_What the task asks_. Extract every line below, verbatim.

_Records shown_.
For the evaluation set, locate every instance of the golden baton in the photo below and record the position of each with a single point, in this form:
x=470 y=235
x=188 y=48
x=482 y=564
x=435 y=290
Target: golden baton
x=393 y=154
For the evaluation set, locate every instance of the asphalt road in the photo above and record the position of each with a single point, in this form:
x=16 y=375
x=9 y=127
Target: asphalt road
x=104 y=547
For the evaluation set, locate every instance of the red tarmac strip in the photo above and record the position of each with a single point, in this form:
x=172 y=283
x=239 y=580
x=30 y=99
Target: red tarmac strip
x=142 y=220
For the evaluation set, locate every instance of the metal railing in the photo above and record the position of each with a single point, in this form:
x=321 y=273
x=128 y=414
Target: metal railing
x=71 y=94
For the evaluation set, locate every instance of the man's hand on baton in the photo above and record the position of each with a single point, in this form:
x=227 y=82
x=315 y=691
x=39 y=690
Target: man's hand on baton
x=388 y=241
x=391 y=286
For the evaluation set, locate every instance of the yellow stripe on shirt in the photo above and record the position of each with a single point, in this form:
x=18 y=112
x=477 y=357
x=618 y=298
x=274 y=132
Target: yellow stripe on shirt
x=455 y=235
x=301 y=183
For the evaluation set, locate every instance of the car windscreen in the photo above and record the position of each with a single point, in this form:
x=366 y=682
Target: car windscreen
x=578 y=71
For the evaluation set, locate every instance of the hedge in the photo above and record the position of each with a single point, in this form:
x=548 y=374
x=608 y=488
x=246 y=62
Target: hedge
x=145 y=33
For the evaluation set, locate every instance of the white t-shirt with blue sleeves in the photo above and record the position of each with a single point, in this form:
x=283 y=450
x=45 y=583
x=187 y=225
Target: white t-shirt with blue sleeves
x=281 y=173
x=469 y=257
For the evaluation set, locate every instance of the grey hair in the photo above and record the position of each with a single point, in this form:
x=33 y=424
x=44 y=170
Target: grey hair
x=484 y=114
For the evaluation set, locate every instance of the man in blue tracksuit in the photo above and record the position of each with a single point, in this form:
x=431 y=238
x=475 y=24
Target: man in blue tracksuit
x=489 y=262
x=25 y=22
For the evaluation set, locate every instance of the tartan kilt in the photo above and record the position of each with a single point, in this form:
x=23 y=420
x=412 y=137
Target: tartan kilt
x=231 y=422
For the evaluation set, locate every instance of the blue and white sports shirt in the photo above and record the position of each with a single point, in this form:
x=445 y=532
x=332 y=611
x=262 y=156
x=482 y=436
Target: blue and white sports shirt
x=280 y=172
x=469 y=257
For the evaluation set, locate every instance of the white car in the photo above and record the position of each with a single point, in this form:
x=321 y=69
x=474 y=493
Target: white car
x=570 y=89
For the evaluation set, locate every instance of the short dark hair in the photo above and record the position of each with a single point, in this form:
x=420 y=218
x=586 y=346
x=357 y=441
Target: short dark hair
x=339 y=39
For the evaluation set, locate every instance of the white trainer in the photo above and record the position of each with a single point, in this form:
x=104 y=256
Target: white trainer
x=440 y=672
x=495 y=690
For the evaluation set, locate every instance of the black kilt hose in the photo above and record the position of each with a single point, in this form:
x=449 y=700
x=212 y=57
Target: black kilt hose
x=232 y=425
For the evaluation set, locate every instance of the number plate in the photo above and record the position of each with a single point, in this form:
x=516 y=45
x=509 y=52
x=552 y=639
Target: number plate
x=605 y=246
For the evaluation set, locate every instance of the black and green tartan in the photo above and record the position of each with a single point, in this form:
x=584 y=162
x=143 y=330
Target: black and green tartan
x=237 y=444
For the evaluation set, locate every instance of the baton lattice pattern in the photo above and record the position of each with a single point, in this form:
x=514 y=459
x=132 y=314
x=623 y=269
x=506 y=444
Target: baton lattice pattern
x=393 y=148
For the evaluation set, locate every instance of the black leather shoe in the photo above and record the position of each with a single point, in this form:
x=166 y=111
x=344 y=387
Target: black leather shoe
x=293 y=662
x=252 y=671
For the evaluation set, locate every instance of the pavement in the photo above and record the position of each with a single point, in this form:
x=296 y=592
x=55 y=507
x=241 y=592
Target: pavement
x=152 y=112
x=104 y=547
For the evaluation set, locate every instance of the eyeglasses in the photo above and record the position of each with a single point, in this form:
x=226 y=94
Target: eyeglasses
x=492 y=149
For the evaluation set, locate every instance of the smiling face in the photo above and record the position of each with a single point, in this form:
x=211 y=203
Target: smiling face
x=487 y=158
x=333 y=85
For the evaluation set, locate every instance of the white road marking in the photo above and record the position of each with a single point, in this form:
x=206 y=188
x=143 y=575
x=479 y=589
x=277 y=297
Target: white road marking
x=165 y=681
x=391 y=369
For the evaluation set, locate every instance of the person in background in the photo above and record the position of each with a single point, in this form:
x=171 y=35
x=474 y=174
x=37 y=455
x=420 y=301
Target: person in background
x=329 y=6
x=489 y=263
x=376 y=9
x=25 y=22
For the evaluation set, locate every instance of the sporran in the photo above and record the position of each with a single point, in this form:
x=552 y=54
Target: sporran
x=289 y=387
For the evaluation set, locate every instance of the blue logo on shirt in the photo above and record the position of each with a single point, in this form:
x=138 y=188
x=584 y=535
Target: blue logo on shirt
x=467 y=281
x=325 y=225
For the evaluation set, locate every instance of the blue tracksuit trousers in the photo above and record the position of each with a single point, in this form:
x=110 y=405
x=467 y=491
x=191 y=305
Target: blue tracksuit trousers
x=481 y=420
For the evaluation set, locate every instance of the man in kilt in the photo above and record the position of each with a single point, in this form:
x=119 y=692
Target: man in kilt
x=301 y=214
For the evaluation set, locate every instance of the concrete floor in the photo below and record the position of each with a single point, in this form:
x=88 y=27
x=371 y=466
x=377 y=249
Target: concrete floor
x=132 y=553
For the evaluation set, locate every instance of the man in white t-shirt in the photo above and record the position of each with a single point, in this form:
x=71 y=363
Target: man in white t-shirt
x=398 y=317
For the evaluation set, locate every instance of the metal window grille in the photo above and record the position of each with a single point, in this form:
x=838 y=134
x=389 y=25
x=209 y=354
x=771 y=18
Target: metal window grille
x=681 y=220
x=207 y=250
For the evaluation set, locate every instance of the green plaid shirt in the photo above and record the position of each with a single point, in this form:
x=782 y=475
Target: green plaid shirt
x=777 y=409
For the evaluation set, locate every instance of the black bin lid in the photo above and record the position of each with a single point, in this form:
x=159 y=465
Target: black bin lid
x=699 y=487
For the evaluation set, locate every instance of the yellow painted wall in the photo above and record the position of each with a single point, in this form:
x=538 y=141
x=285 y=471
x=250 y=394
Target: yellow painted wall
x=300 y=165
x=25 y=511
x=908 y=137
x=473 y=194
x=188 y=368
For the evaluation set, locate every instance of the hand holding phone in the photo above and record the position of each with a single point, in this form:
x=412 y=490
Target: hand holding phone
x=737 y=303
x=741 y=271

_Reply to the exercise_.
For the evaluation set, locate every instance of the golden baton in the photo below and record the position of each with a single point, in this form:
x=470 y=235
x=188 y=48
x=482 y=564
x=435 y=290
Target: golden baton
x=393 y=154
For the evaluation set, locate every instance of the asphalt road in the photo above and record the position of each with a single point, in this form:
x=16 y=375
x=9 y=127
Target: asphalt road
x=104 y=547
For the evaluation set, locate every instance of the red tarmac strip in the photo above and record the position of each with a single point, in this form:
x=172 y=283
x=239 y=580
x=30 y=99
Target: red tarmac strip
x=142 y=220
For the evaluation set, locate every instance of the metal railing in the photo above and record the position of each with a single point, in this form:
x=321 y=273
x=128 y=414
Target: metal railing
x=71 y=94
For the evaluation set, locate every instance of the man's hand on baton in the photo above and record the position of each with a single point, in this form:
x=227 y=82
x=315 y=691
x=39 y=690
Target: man's hand on baton
x=388 y=241
x=391 y=286
For the evaluation set, locate every instance of the yellow stripe on shirt in the photo above and record the position of each with a single point, in this form:
x=18 y=112
x=477 y=357
x=618 y=298
x=274 y=132
Target: yellow stripe on shirt
x=455 y=235
x=301 y=183
For the evaluation set, locate every instance of the car windscreen in the photo above and record the position of each with a single point, in this form:
x=366 y=682
Target: car windscreen
x=578 y=71
For the evaluation set, locate every instance of the hedge in the photo above and record the position of each with a single point, in this form:
x=548 y=374
x=608 y=488
x=246 y=62
Target: hedge
x=145 y=33
For the evaluation set, locate every instance of the white t-shirt with blue sleeves in the photo above and record the position of each with a single point, in this form:
x=283 y=450
x=45 y=583
x=187 y=225
Target: white t-shirt with blue sleeves
x=281 y=173
x=469 y=257
For the evaluation set, locate every instance of the grey hair in the photo above and record the position of each with a single point, in this form:
x=33 y=424
x=44 y=170
Target: grey hair
x=484 y=114
For the evaluation set, locate every instance of the man in blue tracksuit in the photo above and record the position of each with a single point, in this form:
x=431 y=238
x=475 y=24
Target: man in blue tracksuit
x=489 y=262
x=25 y=22
For the evaluation set, locate every instance of the tartan kilt in the photo above and record the position of each with a single point, in this form:
x=23 y=420
x=412 y=137
Target: tartan kilt
x=231 y=422
For the evaluation set, locate every instance of the blue and white sports shirt in the photo above and record the position of each with a single point, in this form:
x=445 y=532
x=332 y=611
x=262 y=156
x=482 y=436
Target: blue and white sports shirt
x=280 y=172
x=469 y=257
For the evaluation set, locate every instance of the white car in the photo above and record the position of each with a single point, in this form:
x=321 y=69
x=474 y=493
Target: white car
x=570 y=89
For the evaluation set, locate every instance of the short dark hair in the photo above and record the position of each with a single point, in this form:
x=420 y=218
x=586 y=346
x=357 y=441
Target: short dark hair
x=339 y=39
For the evaluation set, locate every instance of the white trainer in the photo above and record the position of each with a single point, in this form:
x=104 y=256
Target: white trainer
x=440 y=672
x=495 y=690
For the evaluation set, locate every instance of the black kilt hose in the photo above and record the position of each with a single point, in this form:
x=449 y=700
x=212 y=57
Target: black kilt hose
x=232 y=425
For the evaluation set, locate every instance of the number plate in the photo above and record the position of each with a single point, in this form:
x=516 y=45
x=509 y=52
x=552 y=639
Target: number plate
x=605 y=246
For the evaluation set, locate every instance of the black and green tartan in the photo above and record the position of each with a single point, in this form:
x=584 y=162
x=143 y=330
Target: black and green tartan
x=237 y=444
For the evaluation set, locate every instance of the baton lattice pattern in the photo above and record the position of each with a single point, in this form:
x=514 y=459
x=132 y=314
x=623 y=269
x=506 y=444
Target: baton lattice pattern
x=393 y=148
For the evaluation set, locate every instance of the black leather shoe in the photo above and record the position of each with a single point, in this form:
x=166 y=111
x=344 y=387
Target: black leather shoe
x=293 y=662
x=252 y=671
For the evaluation set, locate every instance of the pavement in the photo above and record the position of each with a single point, in this form:
x=296 y=592
x=55 y=507
x=241 y=592
Target: pavement
x=152 y=112
x=104 y=547
For the evaluation set, locate every instance of the eyeglasses in the photo above and record the position of each with a single point, in this form:
x=226 y=94
Target: eyeglasses
x=492 y=149
For the evaluation set, locate every instance of the smiling face in the photo above and record the position of each with a single point, in this form:
x=211 y=203
Target: smiling face
x=487 y=158
x=333 y=85
For the evaluation set, locate every instance of the white road marking in the photo above and record the position of each with a single point, in this form:
x=206 y=188
x=143 y=575
x=479 y=589
x=277 y=297
Target: white road marking
x=165 y=681
x=391 y=369
For the evaluation set, locate every instance of the person in background in the photo above and record the position of each with a single point, in this form:
x=171 y=35
x=474 y=174
x=37 y=455
x=420 y=301
Target: person in background
x=329 y=6
x=489 y=263
x=376 y=9
x=25 y=22
For the evaluation set, locate every instance of the sporran in the photo above and record the position of each with a single point, in this form:
x=552 y=54
Target: sporran
x=289 y=387
For the evaluation set, locate every instance of the blue logo on shirt in the photo above and record the position of each with a single point, in this form:
x=138 y=188
x=584 y=535
Target: blue logo on shirt
x=467 y=281
x=325 y=225
For the evaluation set, locate every instance of the blue tracksuit trousers in the photo above and record the position of each with a single point, in this form:
x=110 y=405
x=467 y=491
x=191 y=305
Target: blue tracksuit trousers
x=481 y=420
For the evaluation set, locate every instance of the man in kilt in the photo above and record the position of each with a single point, in this form:
x=119 y=692
Target: man in kilt
x=301 y=214
For the evaluation set, locate every instance of the concrete floor in the photo below and record the position of each with a single point, in this form:
x=88 y=27
x=371 y=466
x=377 y=249
Target: concrete floor
x=132 y=553
For the evaluation set, locate every instance of the man in white t-shirt in the photo above and record the position of each with a single point, in this form:
x=71 y=363
Target: man in white t-shirt
x=398 y=317
For the evaluation set, locate every instance of the metal window grille in the photo above and record the position of each with a single point, in this form:
x=838 y=134
x=389 y=25
x=209 y=354
x=771 y=18
Target: metal window grille
x=681 y=220
x=207 y=250
For the evaluation set, locate every instance of the green plaid shirt in the photo above and record the position of each with a single point, in this form:
x=782 y=475
Target: green plaid shirt
x=777 y=409
For the evaluation set, locate every instance of the black bin lid in the photo above and record the position of each with a single point, in this form:
x=159 y=465
Target: black bin lid
x=699 y=487
For the evaluation set, locate every instance of the yellow painted wall in the photo above and record the position of each with a single point, in this form:
x=538 y=141
x=285 y=471
x=250 y=394
Target: yellow painted wall
x=300 y=165
x=25 y=511
x=908 y=137
x=473 y=194
x=188 y=368
For the evaluation set, locate every instance of the hand holding phone in the photo above and record the position of each with a single point, in this form:
x=412 y=490
Target: hand holding phone
x=737 y=303
x=741 y=271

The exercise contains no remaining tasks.